[MATERIAL]
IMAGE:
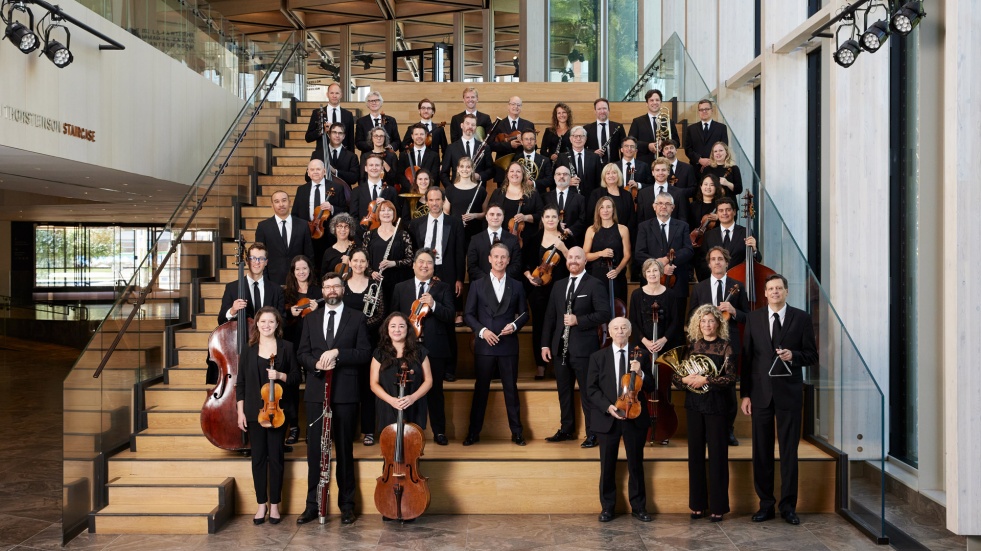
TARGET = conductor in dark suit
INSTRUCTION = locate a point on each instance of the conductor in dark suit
(778, 342)
(586, 300)
(437, 329)
(607, 368)
(496, 310)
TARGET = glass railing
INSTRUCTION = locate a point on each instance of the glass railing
(846, 406)
(102, 401)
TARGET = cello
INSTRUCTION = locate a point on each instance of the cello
(402, 493)
(227, 343)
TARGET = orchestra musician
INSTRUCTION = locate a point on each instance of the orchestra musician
(607, 370)
(437, 329)
(580, 303)
(268, 359)
(778, 342)
(496, 310)
(708, 413)
(334, 338)
(285, 236)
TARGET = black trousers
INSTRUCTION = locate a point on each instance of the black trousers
(267, 462)
(342, 429)
(788, 423)
(711, 494)
(609, 445)
(484, 368)
(566, 377)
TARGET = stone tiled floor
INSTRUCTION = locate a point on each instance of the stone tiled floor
(30, 501)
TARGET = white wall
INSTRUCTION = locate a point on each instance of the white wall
(152, 115)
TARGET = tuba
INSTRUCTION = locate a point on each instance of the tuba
(696, 364)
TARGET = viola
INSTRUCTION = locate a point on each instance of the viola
(320, 217)
(627, 404)
(271, 415)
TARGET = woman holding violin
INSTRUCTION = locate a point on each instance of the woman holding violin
(520, 202)
(339, 253)
(543, 259)
(707, 405)
(607, 247)
(268, 363)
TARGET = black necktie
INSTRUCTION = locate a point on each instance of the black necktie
(256, 297)
(329, 335)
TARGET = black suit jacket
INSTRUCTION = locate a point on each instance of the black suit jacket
(452, 250)
(650, 244)
(315, 131)
(591, 306)
(698, 144)
(602, 388)
(479, 249)
(272, 296)
(270, 233)
(484, 310)
(758, 353)
(612, 134)
(354, 355)
(642, 129)
(437, 327)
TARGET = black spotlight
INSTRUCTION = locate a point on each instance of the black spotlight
(906, 18)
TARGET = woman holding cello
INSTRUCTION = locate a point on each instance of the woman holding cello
(268, 359)
(543, 259)
(707, 413)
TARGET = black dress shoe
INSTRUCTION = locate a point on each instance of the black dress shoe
(559, 436)
(642, 516)
(307, 516)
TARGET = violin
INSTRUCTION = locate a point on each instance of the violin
(320, 217)
(627, 403)
(271, 415)
(401, 492)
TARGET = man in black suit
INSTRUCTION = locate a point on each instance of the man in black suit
(728, 295)
(417, 154)
(427, 109)
(285, 236)
(584, 164)
(333, 113)
(467, 146)
(470, 108)
(437, 329)
(478, 251)
(496, 310)
(602, 131)
(645, 126)
(586, 300)
(701, 136)
(607, 367)
(335, 339)
(572, 206)
(363, 126)
(778, 342)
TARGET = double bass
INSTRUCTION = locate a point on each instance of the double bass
(401, 492)
(227, 343)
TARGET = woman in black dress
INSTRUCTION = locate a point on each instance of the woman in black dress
(356, 288)
(398, 342)
(707, 412)
(545, 241)
(266, 346)
(607, 247)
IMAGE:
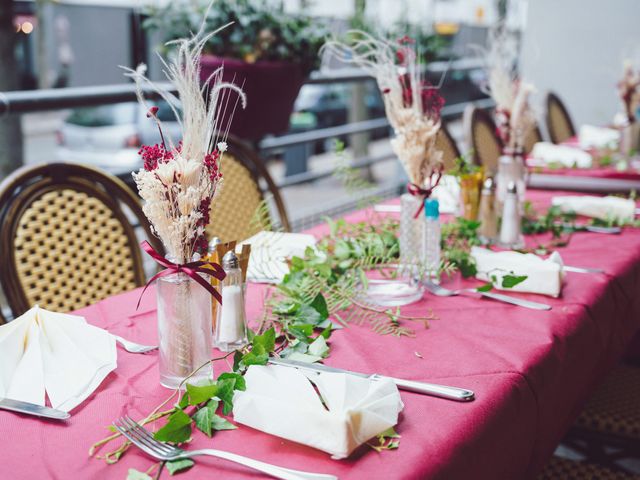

[WRITTEN PROBLEM] Starting with the line containing "TARGET = double bass" and continuing through the end of the records, switch "black dress" to "evening gown" and reproduce those lines with nothing else altered. Leave the pictures out of your answer.

[RESULT FOR THIS EXERCISE]
TARGET = double bass
INSTRUCTION = locate a point on each instance of the double bass
(401, 492)
(227, 343)
TARGET = woman in evening gown
INSTRUCTION = locate a point on each instance of the woman in evening gown
(356, 288)
(398, 342)
(707, 412)
(545, 241)
(266, 346)
(607, 247)
IMAGE:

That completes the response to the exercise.